Given records –
────────────────────
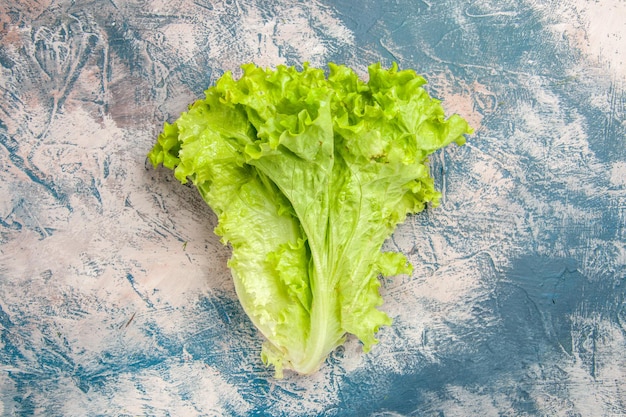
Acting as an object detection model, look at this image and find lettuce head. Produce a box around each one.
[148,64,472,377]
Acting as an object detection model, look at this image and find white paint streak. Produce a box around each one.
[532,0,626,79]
────────────────────
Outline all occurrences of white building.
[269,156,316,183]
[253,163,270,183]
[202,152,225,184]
────────────────────
Written instruction –
Shift the box coordinates in the rows by adding 33 to every number in them. Write the rows again, requests included, from the line with "head. Produce a box around each one." up to and including the line with "[532,0,626,79]", and leave out all other rows.

Output for this task –
Acting as an object detection model, look at this image and find lettuce head. Produce a box around each one.
[181,97,505,410]
Acting as an object detection model, look at this image and find white paint streak. Produce a box around each one.
[565,33,659,112]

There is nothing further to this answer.